**Objective**: Return every record exactly as written.

**Given data**:
START
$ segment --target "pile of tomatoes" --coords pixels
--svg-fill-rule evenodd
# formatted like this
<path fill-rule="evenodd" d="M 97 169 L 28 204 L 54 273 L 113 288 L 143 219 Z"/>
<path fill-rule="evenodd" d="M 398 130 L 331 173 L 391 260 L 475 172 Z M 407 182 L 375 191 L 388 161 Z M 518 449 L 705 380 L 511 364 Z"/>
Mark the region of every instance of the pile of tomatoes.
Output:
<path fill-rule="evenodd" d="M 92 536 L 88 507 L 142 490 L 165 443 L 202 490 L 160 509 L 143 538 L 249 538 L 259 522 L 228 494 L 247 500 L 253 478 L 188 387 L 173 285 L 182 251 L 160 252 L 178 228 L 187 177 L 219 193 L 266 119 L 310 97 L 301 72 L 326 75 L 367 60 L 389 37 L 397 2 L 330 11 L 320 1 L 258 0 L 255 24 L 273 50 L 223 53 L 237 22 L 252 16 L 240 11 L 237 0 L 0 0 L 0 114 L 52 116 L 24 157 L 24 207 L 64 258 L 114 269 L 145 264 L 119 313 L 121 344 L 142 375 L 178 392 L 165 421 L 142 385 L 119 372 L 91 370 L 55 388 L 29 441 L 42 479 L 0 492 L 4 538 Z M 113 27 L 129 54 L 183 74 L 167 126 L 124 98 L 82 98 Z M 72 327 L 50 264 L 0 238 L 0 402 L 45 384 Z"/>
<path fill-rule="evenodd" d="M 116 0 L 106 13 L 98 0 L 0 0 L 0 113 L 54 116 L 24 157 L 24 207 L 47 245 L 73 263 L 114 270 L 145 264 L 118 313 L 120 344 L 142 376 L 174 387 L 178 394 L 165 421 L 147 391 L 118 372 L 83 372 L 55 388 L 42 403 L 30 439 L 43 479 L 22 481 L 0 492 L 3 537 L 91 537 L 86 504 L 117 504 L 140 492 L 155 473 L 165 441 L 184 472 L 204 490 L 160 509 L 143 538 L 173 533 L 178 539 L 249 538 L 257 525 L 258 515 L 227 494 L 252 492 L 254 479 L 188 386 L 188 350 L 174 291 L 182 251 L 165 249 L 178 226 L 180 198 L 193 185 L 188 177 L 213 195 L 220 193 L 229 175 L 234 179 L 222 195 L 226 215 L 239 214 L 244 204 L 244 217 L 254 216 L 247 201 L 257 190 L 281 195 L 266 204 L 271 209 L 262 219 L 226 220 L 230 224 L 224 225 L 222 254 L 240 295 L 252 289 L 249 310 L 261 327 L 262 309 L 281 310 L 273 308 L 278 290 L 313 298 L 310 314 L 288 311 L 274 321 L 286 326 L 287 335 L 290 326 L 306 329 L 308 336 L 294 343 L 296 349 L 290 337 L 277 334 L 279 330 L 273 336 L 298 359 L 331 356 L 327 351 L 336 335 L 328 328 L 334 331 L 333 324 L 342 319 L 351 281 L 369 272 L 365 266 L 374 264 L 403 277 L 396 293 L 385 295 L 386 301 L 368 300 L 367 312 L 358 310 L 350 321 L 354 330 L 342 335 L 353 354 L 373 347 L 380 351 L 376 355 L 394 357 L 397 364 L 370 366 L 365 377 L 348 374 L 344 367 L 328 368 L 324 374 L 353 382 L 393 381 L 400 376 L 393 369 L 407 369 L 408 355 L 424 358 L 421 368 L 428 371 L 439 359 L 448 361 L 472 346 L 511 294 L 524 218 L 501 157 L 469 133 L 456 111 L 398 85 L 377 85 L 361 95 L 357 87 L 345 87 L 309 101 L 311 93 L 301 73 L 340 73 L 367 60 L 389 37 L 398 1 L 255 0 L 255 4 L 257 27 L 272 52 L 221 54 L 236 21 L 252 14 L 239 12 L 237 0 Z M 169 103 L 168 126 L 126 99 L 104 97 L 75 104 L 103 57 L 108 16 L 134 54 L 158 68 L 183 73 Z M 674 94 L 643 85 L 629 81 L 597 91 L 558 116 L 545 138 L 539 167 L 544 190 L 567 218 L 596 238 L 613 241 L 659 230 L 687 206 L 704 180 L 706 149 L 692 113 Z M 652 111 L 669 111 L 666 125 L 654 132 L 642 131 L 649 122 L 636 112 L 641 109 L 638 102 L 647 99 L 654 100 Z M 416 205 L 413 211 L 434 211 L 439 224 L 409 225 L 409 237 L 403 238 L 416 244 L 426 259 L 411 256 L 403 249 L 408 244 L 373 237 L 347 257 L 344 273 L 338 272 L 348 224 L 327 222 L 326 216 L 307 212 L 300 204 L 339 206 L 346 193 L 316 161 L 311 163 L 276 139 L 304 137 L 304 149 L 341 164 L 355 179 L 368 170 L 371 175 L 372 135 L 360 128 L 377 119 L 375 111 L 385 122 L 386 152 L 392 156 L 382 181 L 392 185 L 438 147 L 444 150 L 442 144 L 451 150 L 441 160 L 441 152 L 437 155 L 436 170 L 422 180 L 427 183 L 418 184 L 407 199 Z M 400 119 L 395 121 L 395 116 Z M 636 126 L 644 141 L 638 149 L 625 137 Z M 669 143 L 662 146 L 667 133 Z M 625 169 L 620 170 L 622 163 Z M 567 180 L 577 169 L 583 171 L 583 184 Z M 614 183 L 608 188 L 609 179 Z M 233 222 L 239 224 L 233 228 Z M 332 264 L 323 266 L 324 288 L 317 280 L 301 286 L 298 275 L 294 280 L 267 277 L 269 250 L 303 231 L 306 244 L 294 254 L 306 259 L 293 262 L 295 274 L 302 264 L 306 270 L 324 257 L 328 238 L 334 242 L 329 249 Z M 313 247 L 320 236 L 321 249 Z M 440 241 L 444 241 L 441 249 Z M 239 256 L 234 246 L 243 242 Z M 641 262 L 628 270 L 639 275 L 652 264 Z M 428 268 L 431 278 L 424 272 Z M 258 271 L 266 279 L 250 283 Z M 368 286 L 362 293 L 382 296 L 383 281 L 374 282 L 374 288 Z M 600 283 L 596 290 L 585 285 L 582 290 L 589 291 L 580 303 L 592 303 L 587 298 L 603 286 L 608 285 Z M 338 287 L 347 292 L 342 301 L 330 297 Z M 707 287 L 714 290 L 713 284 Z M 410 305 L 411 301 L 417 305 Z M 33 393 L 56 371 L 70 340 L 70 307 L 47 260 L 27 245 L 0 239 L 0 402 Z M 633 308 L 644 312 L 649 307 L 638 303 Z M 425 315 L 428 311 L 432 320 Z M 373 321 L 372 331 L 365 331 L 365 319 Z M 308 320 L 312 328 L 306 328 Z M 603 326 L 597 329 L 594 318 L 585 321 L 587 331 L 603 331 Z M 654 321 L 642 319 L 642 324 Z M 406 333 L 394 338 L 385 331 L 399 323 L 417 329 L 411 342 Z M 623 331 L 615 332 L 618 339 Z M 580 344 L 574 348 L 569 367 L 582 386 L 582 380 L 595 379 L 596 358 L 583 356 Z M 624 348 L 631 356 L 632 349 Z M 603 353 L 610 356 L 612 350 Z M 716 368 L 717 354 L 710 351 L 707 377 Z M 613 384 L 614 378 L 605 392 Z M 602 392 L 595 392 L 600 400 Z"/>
END
**Result**:
$ segment --target "pile of tomatoes" --coords pixels
--svg-fill-rule evenodd
# formatted like this
<path fill-rule="evenodd" d="M 97 169 L 28 204 L 54 273 L 113 288 L 143 219 Z"/>
<path fill-rule="evenodd" d="M 398 130 L 331 173 L 391 260 L 475 172 Z M 407 182 L 375 191 L 388 161 Z M 518 449 L 705 380 L 511 364 Z"/>
Mark the region of every instance of the pile of tomatoes.
Output:
<path fill-rule="evenodd" d="M 92 536 L 88 507 L 142 490 L 165 443 L 202 490 L 160 509 L 143 538 L 249 538 L 259 522 L 228 494 L 247 500 L 253 478 L 188 387 L 173 285 L 182 251 L 160 252 L 178 228 L 187 177 L 219 193 L 266 119 L 310 97 L 301 72 L 326 75 L 367 60 L 389 37 L 397 2 L 330 11 L 320 1 L 258 0 L 255 24 L 273 50 L 223 53 L 237 22 L 252 16 L 240 11 L 237 0 L 0 0 L 0 114 L 52 116 L 24 157 L 24 207 L 64 258 L 114 269 L 145 264 L 119 313 L 121 344 L 142 375 L 178 392 L 165 421 L 142 385 L 119 372 L 91 370 L 55 388 L 29 441 L 42 479 L 0 492 L 4 538 Z M 113 27 L 129 54 L 183 74 L 167 126 L 124 98 L 82 98 Z M 72 327 L 50 264 L 0 238 L 0 402 L 45 384 Z"/>
<path fill-rule="evenodd" d="M 116 0 L 106 13 L 98 0 L 0 0 L 0 113 L 54 116 L 24 157 L 24 207 L 47 245 L 73 263 L 114 270 L 145 264 L 118 313 L 120 344 L 142 376 L 174 387 L 178 394 L 165 421 L 147 391 L 118 372 L 83 372 L 55 388 L 42 403 L 30 439 L 43 479 L 22 481 L 0 492 L 3 537 L 91 537 L 86 504 L 117 504 L 140 492 L 155 473 L 165 441 L 184 472 L 204 490 L 160 509 L 143 538 L 173 533 L 178 539 L 249 538 L 257 525 L 258 515 L 227 494 L 252 492 L 254 479 L 188 386 L 188 350 L 174 291 L 182 251 L 165 249 L 178 226 L 180 198 L 193 185 L 188 177 L 213 195 L 220 193 L 229 175 L 234 179 L 222 195 L 226 215 L 239 214 L 244 204 L 244 217 L 254 216 L 247 201 L 257 190 L 281 195 L 266 204 L 271 209 L 262 219 L 226 220 L 230 224 L 224 225 L 222 254 L 240 295 L 252 289 L 249 310 L 261 327 L 262 309 L 281 310 L 273 308 L 278 290 L 313 298 L 310 314 L 288 311 L 274 321 L 286 326 L 287 335 L 290 326 L 306 329 L 308 336 L 294 343 L 296 349 L 290 337 L 277 334 L 279 330 L 273 336 L 298 359 L 331 356 L 327 351 L 336 335 L 328 328 L 334 331 L 333 324 L 342 319 L 351 281 L 369 272 L 365 266 L 374 264 L 403 277 L 396 293 L 385 295 L 386 301 L 368 300 L 367 312 L 358 310 L 350 321 L 354 330 L 342 335 L 353 354 L 373 347 L 380 351 L 376 355 L 394 357 L 397 364 L 370 366 L 365 377 L 348 374 L 344 367 L 328 368 L 324 374 L 353 382 L 393 381 L 400 376 L 393 369 L 407 369 L 408 355 L 424 358 L 421 368 L 428 371 L 439 359 L 448 361 L 472 346 L 511 294 L 524 218 L 501 157 L 469 133 L 456 111 L 398 85 L 377 85 L 361 95 L 357 87 L 345 87 L 309 101 L 311 93 L 301 73 L 340 73 L 367 60 L 389 37 L 398 1 L 255 0 L 255 4 L 257 27 L 272 52 L 221 54 L 236 21 L 252 14 L 239 12 L 237 0 Z M 169 103 L 168 126 L 126 99 L 104 97 L 75 104 L 103 57 L 108 16 L 134 54 L 158 68 L 183 73 Z M 674 94 L 643 85 L 629 81 L 597 91 L 558 116 L 545 138 L 539 167 L 544 190 L 567 218 L 596 238 L 613 241 L 659 230 L 687 206 L 704 180 L 706 149 L 692 113 Z M 652 111 L 669 111 L 666 125 L 654 132 L 642 131 L 649 122 L 636 112 L 641 109 L 638 102 L 647 99 L 654 100 Z M 416 205 L 413 211 L 434 211 L 439 224 L 409 225 L 409 237 L 403 238 L 416 244 L 426 259 L 411 256 L 403 249 L 408 244 L 373 237 L 347 257 L 344 273 L 338 272 L 348 224 L 327 222 L 326 216 L 307 212 L 300 204 L 339 206 L 346 193 L 316 161 L 311 163 L 276 139 L 304 137 L 304 149 L 341 164 L 355 179 L 368 170 L 371 175 L 372 135 L 360 128 L 377 119 L 375 111 L 385 122 L 386 152 L 392 156 L 382 181 L 392 185 L 438 147 L 444 150 L 442 144 L 451 150 L 441 160 L 441 152 L 437 155 L 436 170 L 422 180 L 427 183 L 418 184 L 407 199 Z M 400 119 L 395 121 L 395 116 Z M 636 126 L 644 141 L 638 149 L 625 137 Z M 669 143 L 662 146 L 667 133 Z M 625 169 L 620 170 L 622 163 Z M 567 180 L 577 169 L 583 171 L 583 184 Z M 614 183 L 608 188 L 609 179 Z M 233 222 L 239 224 L 233 228 Z M 332 264 L 323 266 L 324 288 L 317 280 L 301 286 L 298 275 L 294 280 L 267 277 L 269 250 L 303 231 L 306 244 L 294 254 L 306 259 L 293 262 L 295 274 L 302 264 L 306 270 L 324 257 L 328 238 L 334 242 L 329 249 Z M 313 247 L 320 236 L 321 249 Z M 440 241 L 444 241 L 441 249 Z M 239 256 L 234 246 L 243 242 Z M 641 262 L 628 270 L 639 275 L 652 264 Z M 428 268 L 431 278 L 424 272 Z M 258 271 L 266 279 L 250 283 Z M 368 286 L 362 293 L 382 296 L 383 281 L 374 282 L 374 288 Z M 600 283 L 596 290 L 585 285 L 582 290 L 589 291 L 580 303 L 592 303 L 587 298 L 603 286 L 608 285 Z M 338 287 L 347 292 L 342 301 L 330 297 Z M 707 287 L 714 290 L 713 284 Z M 410 305 L 411 301 L 417 305 Z M 33 393 L 56 371 L 70 340 L 70 307 L 47 260 L 27 245 L 0 239 L 0 402 Z M 633 308 L 644 312 L 649 307 L 638 303 Z M 425 315 L 428 311 L 432 320 Z M 373 321 L 372 331 L 365 331 L 365 319 Z M 308 320 L 312 328 L 306 328 Z M 603 326 L 597 329 L 594 318 L 585 321 L 587 331 L 603 331 Z M 654 321 L 642 319 L 642 324 Z M 406 333 L 394 338 L 385 331 L 399 323 L 417 329 L 411 342 Z M 623 331 L 615 332 L 618 339 Z M 580 344 L 574 348 L 569 367 L 582 386 L 582 380 L 595 379 L 596 358 L 583 356 Z M 624 348 L 631 356 L 632 349 Z M 603 353 L 610 356 L 612 350 Z M 716 368 L 717 354 L 710 351 L 707 377 Z M 613 384 L 614 378 L 605 392 Z M 602 392 L 595 392 L 600 400 Z"/>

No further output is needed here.